What you are asked to do | Each record should be output exactly, with every character kept.

Data for this task |
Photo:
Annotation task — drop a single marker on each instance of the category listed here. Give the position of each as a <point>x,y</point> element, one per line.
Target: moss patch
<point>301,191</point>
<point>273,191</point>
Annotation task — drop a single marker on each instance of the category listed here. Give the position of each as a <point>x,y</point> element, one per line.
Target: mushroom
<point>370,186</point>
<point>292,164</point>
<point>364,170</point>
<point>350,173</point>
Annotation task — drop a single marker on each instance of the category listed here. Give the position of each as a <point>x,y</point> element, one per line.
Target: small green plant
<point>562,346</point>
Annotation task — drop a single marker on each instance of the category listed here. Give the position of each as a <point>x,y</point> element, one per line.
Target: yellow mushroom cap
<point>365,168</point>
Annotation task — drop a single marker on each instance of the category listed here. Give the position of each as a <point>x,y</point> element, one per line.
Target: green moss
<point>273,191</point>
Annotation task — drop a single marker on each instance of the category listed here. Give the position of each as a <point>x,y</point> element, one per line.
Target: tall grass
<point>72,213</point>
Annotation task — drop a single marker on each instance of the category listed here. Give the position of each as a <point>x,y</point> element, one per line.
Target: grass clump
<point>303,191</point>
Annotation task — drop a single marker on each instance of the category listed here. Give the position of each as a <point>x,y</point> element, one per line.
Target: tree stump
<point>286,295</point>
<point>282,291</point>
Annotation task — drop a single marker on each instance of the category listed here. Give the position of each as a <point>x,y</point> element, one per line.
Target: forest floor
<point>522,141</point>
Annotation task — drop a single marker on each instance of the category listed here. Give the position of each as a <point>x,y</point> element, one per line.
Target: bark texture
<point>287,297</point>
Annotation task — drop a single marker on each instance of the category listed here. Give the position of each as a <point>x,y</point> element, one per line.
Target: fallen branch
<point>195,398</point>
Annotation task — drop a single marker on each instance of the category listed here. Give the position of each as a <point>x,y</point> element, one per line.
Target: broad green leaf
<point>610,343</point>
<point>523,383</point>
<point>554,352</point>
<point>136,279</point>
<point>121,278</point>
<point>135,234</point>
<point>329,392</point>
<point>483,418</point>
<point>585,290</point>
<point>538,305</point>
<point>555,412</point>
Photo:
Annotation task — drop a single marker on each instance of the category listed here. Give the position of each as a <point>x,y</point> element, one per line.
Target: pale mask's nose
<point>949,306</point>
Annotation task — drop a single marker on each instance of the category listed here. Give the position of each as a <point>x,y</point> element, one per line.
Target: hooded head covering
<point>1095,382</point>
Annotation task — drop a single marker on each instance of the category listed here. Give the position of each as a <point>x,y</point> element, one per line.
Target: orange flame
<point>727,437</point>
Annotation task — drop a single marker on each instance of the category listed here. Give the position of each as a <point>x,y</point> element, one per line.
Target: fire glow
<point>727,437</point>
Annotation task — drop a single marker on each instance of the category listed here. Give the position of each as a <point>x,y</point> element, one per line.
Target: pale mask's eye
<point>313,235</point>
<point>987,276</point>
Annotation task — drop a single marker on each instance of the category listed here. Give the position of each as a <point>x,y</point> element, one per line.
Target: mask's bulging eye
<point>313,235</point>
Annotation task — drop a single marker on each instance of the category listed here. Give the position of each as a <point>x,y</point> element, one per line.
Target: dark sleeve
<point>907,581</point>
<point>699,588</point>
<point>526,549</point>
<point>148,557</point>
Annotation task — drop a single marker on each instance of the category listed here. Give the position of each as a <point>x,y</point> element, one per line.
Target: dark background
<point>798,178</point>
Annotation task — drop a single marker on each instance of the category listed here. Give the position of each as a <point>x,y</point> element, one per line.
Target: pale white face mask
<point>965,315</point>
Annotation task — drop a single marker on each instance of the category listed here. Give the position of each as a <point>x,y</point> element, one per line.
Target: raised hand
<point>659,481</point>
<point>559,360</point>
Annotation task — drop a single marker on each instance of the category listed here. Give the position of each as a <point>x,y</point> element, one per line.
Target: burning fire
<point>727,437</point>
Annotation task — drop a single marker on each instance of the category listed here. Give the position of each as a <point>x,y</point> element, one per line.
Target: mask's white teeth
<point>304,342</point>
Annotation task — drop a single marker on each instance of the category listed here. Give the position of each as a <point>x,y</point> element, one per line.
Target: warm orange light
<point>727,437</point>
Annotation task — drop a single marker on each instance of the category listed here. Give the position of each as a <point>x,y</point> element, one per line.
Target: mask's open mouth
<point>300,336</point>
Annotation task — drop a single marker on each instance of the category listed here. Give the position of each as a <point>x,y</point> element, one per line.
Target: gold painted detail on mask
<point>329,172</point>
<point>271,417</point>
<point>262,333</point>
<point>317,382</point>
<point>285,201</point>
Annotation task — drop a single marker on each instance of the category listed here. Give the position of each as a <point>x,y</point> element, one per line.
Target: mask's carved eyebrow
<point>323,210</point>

Task solution |
Photo:
Annotation task — drop a single marker on each instance of the category listed here. Give the position of each as a <point>x,y</point> element, one per line.
Target: moss patch
<point>301,191</point>
<point>273,191</point>
Annotation task — drop a single marker on each instance of the category listed here. Give the position of each as a <point>x,y</point> element, one per line.
Target: mushroom
<point>370,186</point>
<point>292,164</point>
<point>364,170</point>
<point>350,173</point>
Annotation task — drop a single marker on each instance of the category listed here. Give the position of each as a <point>x,y</point> element, one per line.
Target: small green plant
<point>562,346</point>
Annotation task — drop a single marker on each instance of the category listed here. Give the position of each as a <point>x,y</point> element, one per line.
Target: yellow mushroom cap
<point>365,168</point>
Annotation task — drop a single marker on each instance of the category listed here. Give the position of each as a <point>x,y</point> element, one per line.
Target: green moss
<point>273,191</point>
Annotation task — drop a single marker on each instance of the category listed here. Give the position of each as a <point>x,y</point> element, one per line.
Target: tall grass
<point>72,213</point>
Annotation task — drop a single marker on each instance of the category listed here. Give the position of each as a <point>x,y</point> element, one per line.
Target: grass clump
<point>303,191</point>
Annotation task — drop a single marker on each instance of the category listed here. Give the position of each as a <point>x,y</point> element, one per line.
Target: tree stump
<point>286,295</point>
<point>282,291</point>
Annotation task — drop a single marker on each instance of the category listed here. Give the position of each as a <point>x,y</point> element, one per line.
Target: forest floor
<point>522,141</point>
Annotation task — drop a single marker on each instance of the category listed here. Give the position of each as a <point>x,y</point> element, one per line.
Target: bark texture
<point>287,297</point>
Annotation task — drop a single marker on each instance of the category listed here. Give the position of each as a <point>x,y</point> element, one per line.
Target: fallen branch
<point>195,398</point>
Annotation task — drop a single marker on each instance of the category listed here. Give the position of each as a <point>x,y</point> element, one per line.
Target: broad green leaf
<point>610,343</point>
<point>523,383</point>
<point>554,352</point>
<point>136,279</point>
<point>121,278</point>
<point>135,234</point>
<point>329,392</point>
<point>483,418</point>
<point>585,290</point>
<point>538,305</point>
<point>555,412</point>
Photo:
Annotation task — drop a single marker on each instance of the category listed here. Give the position of each as a <point>x,y</point> element, one per line.
Target: pale mask's nose
<point>949,306</point>
Annotation task — drop a single marker on each instance of the category listed here. Give the position of each as a <point>x,y</point> element, one per line.
Target: hooded head covering
<point>1095,382</point>
Annotation task — drop a single marker on each instance of the category listed here. Give the position of each as a <point>x,y</point> element, one per line.
Target: orange flame
<point>727,437</point>
Annotation task — drop a single marker on each instance of the category listed here. Give the position of each as a <point>x,y</point> element, one per line.
Target: fire glow
<point>727,437</point>
Annotation task — drop a single marker on each instance of the category listed here. Give the position of each as a <point>x,y</point> element, one per line.
Target: pale mask's eye
<point>313,235</point>
<point>987,276</point>
Annotation task — drop a single marker on each instance of the category listed here. Give the position of each as a <point>x,y</point> element, one per line.
Target: mask's bulging eye
<point>313,235</point>
Annotation task — drop a single marker on each instance of the category listed here. Give the position of each as a <point>x,y</point> element, one per line.
Target: dark sleeve
<point>907,581</point>
<point>699,588</point>
<point>526,549</point>
<point>148,557</point>
Annotation task — drop a single marker on each instance of the category listed here. Give the position of each as a <point>x,y</point> element, one per line.
Target: dark background
<point>798,178</point>
Annotation task — drop a single marker on each instance of the category listed here. Give the position of each as a <point>x,y</point> element, one per line.
Target: pale white face mask
<point>965,315</point>
Annotation task — drop a single marker on each instance of the category listed here. Give the position of each as a <point>x,y</point> element, one per line.
Target: raised hand
<point>659,481</point>
<point>559,360</point>
Annotation task — drop a single marker on each instance of the category listed here. Give the position of each as a <point>x,y</point> element, one per line.
Target: burning fire
<point>727,437</point>
Annotation task — drop a single marker on each instance of the category listed here. Give the position of each as a <point>x,y</point> element, one per line.
Target: mask's white teeth
<point>304,342</point>
Annotation task — drop a single marker on each instance of the category listed here. Give the position of each as a <point>x,y</point> element, one per line.
Target: warm orange light
<point>727,437</point>
Annotation task — drop a single marker on each instance of the category listed here. Give the position of each as a <point>x,y</point> element, one per line.
Target: mask's open mouth
<point>300,336</point>
Annotation task — drop a single marker on each instance of the category listed here. Give the position of each as a <point>x,y</point> element, one per line.
Target: gold painted detail on mask
<point>329,172</point>
<point>271,417</point>
<point>262,333</point>
<point>317,382</point>
<point>285,201</point>
Annotation task — drop a single marker on each instance of the category listed here. Give the position of each as a <point>x,y</point> element, one per line.
Target: mask's carved eyebrow
<point>323,210</point>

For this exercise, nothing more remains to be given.